Recorded data:
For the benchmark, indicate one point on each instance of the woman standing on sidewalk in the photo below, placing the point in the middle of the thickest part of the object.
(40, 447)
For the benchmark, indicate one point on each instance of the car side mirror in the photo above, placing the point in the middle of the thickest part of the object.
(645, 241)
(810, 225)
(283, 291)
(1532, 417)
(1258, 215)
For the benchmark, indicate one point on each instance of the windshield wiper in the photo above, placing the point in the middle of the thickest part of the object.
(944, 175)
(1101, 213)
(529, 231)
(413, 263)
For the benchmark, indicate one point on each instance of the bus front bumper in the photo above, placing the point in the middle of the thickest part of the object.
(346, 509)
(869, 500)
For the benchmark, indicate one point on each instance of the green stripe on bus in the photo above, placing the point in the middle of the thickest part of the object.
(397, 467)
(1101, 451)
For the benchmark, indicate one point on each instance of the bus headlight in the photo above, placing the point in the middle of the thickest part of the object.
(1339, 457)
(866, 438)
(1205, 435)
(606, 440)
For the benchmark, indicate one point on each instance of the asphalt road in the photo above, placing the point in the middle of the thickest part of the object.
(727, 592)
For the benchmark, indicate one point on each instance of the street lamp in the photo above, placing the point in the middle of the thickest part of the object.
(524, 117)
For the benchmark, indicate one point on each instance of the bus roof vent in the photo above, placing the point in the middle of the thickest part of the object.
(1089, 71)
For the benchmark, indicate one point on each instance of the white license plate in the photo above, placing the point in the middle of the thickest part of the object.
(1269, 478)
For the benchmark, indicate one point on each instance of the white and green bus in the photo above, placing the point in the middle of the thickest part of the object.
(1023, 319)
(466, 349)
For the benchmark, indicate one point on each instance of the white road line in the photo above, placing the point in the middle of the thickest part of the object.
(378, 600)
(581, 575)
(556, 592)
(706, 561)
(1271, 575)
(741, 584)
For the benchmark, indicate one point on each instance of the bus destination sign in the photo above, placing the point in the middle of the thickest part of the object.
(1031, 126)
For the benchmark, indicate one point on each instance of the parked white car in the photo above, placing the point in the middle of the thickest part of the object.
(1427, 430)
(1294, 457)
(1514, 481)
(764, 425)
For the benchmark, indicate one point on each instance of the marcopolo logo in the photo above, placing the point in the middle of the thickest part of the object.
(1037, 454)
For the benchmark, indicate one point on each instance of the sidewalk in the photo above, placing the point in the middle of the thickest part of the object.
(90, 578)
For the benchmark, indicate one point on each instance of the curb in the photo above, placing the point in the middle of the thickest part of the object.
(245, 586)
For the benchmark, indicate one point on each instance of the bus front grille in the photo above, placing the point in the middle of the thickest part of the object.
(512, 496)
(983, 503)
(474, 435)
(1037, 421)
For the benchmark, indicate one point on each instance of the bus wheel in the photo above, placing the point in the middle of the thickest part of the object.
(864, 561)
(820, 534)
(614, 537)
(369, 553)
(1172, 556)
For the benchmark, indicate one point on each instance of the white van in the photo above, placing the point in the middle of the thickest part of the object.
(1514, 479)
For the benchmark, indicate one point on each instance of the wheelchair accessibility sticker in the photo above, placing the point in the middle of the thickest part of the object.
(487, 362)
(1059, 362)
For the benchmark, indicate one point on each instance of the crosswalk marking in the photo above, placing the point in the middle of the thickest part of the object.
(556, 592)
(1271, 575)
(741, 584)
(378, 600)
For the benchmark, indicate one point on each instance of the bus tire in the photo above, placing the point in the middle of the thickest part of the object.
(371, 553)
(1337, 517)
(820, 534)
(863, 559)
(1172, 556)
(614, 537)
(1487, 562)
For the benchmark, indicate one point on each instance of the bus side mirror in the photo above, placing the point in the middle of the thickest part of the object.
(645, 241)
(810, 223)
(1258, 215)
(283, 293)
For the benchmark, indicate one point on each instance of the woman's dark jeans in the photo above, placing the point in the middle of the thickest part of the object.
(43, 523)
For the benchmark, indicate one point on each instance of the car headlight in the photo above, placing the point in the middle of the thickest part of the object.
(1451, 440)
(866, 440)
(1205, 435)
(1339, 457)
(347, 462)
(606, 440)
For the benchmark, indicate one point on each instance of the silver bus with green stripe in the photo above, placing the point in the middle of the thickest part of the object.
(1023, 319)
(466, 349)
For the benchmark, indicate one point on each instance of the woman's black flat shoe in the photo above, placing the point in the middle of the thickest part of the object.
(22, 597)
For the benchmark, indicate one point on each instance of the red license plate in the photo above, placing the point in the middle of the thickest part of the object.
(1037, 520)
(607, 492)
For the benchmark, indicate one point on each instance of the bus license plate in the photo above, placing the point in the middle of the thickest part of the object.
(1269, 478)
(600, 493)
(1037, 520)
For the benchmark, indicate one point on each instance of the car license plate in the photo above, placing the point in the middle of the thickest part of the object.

TASK DIRECTIONS
Reproduce every line of the rows above verbatim.

RESPONSE TO THE TASK
For the benchmark, indicate one point on each instance of the woman standing on sidewalk in the photo below, placing the point in the middle of the thickest part of the object.
(40, 447)
For the benchmark, indicate one point on each instance of the car side mirror in the photo above, placing the point in the middle of the thickest part of the object.
(645, 241)
(810, 225)
(283, 291)
(1532, 417)
(1258, 215)
For the benchmark, indicate one point on each instance of the windshield wiper in the photo above, placing the point in the middle of the thickest part of the object.
(944, 175)
(1101, 213)
(529, 231)
(413, 263)
For the benchmark, indicate one point on each instance of the bus front bumper in the photo above, placing the point in the middle of the thickest part of the object.
(346, 509)
(869, 500)
For the benchmark, indicate one point on each instance of the green stripe on bus in the photo above, placing the point in the middle of the thickest part of the object.
(397, 467)
(1101, 451)
For the benchmark, indicate one point on each instance of the bus headlight in the photo above, placing the point in the middle of the thickest part of the object.
(1339, 457)
(866, 438)
(1205, 435)
(606, 440)
For the benchmark, indicate one point on each instance of the asphalt road in the photo above, placing the point in the middle of the thickest part of the object.
(727, 592)
For the benchmark, indicate one point on each instance of the street lamp in the photo above, placing the point in the middle of the thickest part of the object.
(524, 117)
For the benchmark, indicate one point on each instance of the bus roof vent in the photo above, placing the point in the middle of the thickest part of the object.
(1089, 71)
For the benchmark, indicate one point on each instance of the white license plate in the photo above, placing the point in the middle of the thickest part of the object.
(1269, 478)
For the benchmark, indicate one point on each instance of the white and green bus in the photo above, placing the point in the middle of the thickest part of the object.
(1023, 319)
(466, 349)
For the benchmark, indicate one point on each instance of the white road line in the photo above, placing the point in the middle of the thickest part of the object.
(378, 600)
(581, 575)
(556, 592)
(706, 561)
(1271, 575)
(741, 584)
For the benchmark, indicate one point on each instance of the bus destination sign in the photo above, placing the point in the middle of the thickest part of the object.
(1031, 126)
For the benchmark, indicate one point on each instance of the parked white car in the photo above, placing the point in the middle of the thickest part of the object.
(1427, 430)
(1294, 457)
(1514, 481)
(764, 425)
For the benchmark, indicate one point on each instance of the marcopolo logo in the photo above, placing the point in the middle of the thickest part of the object.
(1037, 454)
For the benchmark, indicate one point on each instance of the sidewalk in the photo above, placing the point in the middle of the thickest part of the object.
(90, 578)
For the benchmark, indicate one point on each instance of the curb in the photo above, placing the point in the middle of the thickest part of the object.
(245, 586)
For the benchmark, indicate one point on each instance of the bus front grille in the photo above, placing the point in the middle of the thickest part of the object.
(512, 496)
(983, 503)
(474, 435)
(1037, 421)
For the benchmark, indicate one point on each instance of the bus wheel in the photo above, placing the point in the middle of the thickest part of the object.
(864, 561)
(820, 534)
(614, 537)
(369, 553)
(1172, 556)
For the benchmark, indicate one point on each instance of the white van in the photo above, placing the point in the middle of the thickest part of the object.
(1514, 479)
For the benchmark, indicate one point on each instance of the wheelchair accessibility sticker in the photo above, placing the point in the middle of the thickest part of the object.
(487, 362)
(1059, 362)
For the benchmark, indicate one point on each instance of the crosswalk marking in the photo above, placing the point in the middle of the thickest part of the object.
(556, 592)
(1271, 575)
(741, 584)
(378, 600)
For the benchmark, indicate one point on each instance of the bus tire in the photo above, placing the point in the middle of the thickest part of the object.
(371, 553)
(1337, 517)
(820, 534)
(863, 559)
(1172, 556)
(614, 537)
(1487, 562)
For the benchmark, indicate one point on each instance of the bus side mirror in the photo above, placing the point in the middle of the thickest part of the object.
(645, 241)
(810, 223)
(1258, 215)
(283, 293)
For the benchmark, indicate one point on each instance of the woman's dark jeans in the photo above, placing the point in the middle of the thickest part of the object.
(43, 523)
For the benchmark, indicate one point on each instance of the car headlight in the photo above, placing the point in the middle of the thickest part of the object.
(1451, 440)
(866, 440)
(1205, 435)
(1339, 457)
(347, 462)
(606, 440)
For the benchmark, indicate one point on each instance of the silver bus with green stripe in the photo above, placing the point in the middle of the thickest part of the object.
(1023, 319)
(466, 349)
For the benchmark, indicate one point on each instance of the woman's black flat shoe in the photo above, placing the point in the middle of the thickest part of the object.
(22, 597)
For the benchmark, indicate one point on each instance of the red license plate in the photo above, placing the point in the middle of the thickest part of the object.
(1037, 520)
(607, 492)
For the benchmark, indicate one point on each instance of the bus license plate in the photo above, placing the point in the middle of the thickest part of the object.
(1269, 478)
(600, 493)
(1037, 520)
For the benchmark, indicate one point on each instance of the car license plate in the photo above, placing the point in the middle of the thickest part of the object.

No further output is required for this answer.